REQUIRED WORK: Copy the data precisely, keeping every character.

DATASET CONTENT:
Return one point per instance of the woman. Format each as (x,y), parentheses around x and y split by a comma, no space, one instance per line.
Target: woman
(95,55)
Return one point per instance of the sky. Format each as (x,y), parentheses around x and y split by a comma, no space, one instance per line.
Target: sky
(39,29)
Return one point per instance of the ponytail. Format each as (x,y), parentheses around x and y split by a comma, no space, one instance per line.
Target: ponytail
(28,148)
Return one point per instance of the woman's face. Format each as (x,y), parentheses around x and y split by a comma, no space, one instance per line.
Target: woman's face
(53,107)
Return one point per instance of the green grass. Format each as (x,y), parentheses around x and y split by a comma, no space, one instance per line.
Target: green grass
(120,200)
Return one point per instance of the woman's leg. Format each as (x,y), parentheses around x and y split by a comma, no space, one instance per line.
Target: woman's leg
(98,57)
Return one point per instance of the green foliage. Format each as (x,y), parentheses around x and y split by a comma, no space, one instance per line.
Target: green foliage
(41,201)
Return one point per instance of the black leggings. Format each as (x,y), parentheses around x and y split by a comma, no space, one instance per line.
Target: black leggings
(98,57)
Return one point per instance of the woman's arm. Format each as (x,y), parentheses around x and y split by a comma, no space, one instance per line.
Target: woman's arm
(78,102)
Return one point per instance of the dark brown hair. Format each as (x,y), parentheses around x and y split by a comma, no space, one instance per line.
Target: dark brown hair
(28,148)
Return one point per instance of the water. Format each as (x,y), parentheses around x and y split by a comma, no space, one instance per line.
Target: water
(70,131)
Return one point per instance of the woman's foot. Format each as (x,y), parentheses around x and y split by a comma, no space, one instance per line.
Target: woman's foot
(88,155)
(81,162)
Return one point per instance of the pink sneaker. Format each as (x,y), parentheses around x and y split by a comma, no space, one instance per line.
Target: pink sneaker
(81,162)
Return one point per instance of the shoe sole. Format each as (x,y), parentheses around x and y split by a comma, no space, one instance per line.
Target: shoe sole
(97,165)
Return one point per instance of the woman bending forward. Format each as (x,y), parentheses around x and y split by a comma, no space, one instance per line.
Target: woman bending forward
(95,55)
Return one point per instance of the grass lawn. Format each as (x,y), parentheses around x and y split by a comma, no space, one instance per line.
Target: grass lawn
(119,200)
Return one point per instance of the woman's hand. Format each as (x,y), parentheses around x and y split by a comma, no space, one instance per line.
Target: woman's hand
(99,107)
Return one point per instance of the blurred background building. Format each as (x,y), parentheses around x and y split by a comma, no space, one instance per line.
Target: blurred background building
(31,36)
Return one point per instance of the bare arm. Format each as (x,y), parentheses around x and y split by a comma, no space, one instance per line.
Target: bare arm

RESULT:
Return one point per instance of the woman. Format each as (x,y), parentheses around x and y split by a comma, no space, one instance per line.
Target: woman
(95,55)
Return one point per instance of the sky. Format each as (x,y), parentheses around x and y split by a comma, no space, one instance per line.
Target: sky
(39,29)
Return one point per instance of the ponytail. Format each as (x,y), parentheses around x and y split by a comma, no space, one instance per line.
Target: ponytail
(28,148)
Return one point per instance of the woman's face. Format each as (x,y), parentheses around x and y split by a comma, no space, one instance per line.
Target: woman's face
(53,107)
Return one point per instance of the green grass. Format each as (x,y), parentheses around x and y split by a comma, no space, one instance per line.
Target: green grass
(120,200)
Return one point per instance of the woman's leg. Format each as (x,y), parentheses around x and y split by a comma, no space, one instance per line.
Target: woman's leg
(98,57)
Return one point per instance of the green foliage. Format each as (x,y), parentheses around x and y split by a comma, no space, one instance per line.
Target: green foliage
(41,201)
Return one point per instance of the black leggings. Format each as (x,y), parentheses around x and y split by a comma, no space, one instance per line.
Target: black leggings
(98,57)
Return one point per instance of the woman's arm. Format each as (x,y), parentheses around x and y split by a comma, no space, one instance per line.
Target: woman's arm
(78,102)
Return one point per instance of the dark brown hair. Format each as (x,y), parentheses around x and y split by a comma, no space, one instance per line.
Target: dark brown hair
(28,148)
Return one point per instance of the water. Format each as (x,y), parentheses around x and y split by a comma, no space, one instance per line.
Target: water
(70,131)
Return one point per instance of the woman's foot. Format each as (x,y), parentheses around x and y split by a comma, no space, one instance per line.
Target: woman's foot
(88,155)
(81,162)
Return one point per instance of the pink sneaker. Format each as (x,y), parentheses around x and y split by a comma, no space, one instance per line.
Target: pink sneaker
(81,162)
Return one point per instance of the shoe sole. Format each as (x,y), parentheses around x and y split by a comma, no space, one instance per line.
Target: shoe sole
(97,165)
Return one point per instance of the woman bending forward. Format each as (x,y), parentheses around x and y split by a comma, no space, one instance per line.
Target: woman bending forward
(95,55)
Return one point per instance of the grass lawn. Format each as (x,y), parentheses around x and y split by a comma, no space, one instance per line.
Target: grass lawn
(119,200)
Return one point per instance of the woman's hand. Format each as (x,y), parentheses around x and y split by a comma, no space, one instance per line.
Target: woman's hand
(99,107)
Return one point per instance of the blurred background building. Format each as (x,y), parentheses around x and y split by a comma, no space, one instance per line.
Target: blurred background building
(31,36)
Return one point per instance of the bare arm. Format each as (x,y), parentheses around x and y split by a comma, no space, one instance per line.
Target: bare arm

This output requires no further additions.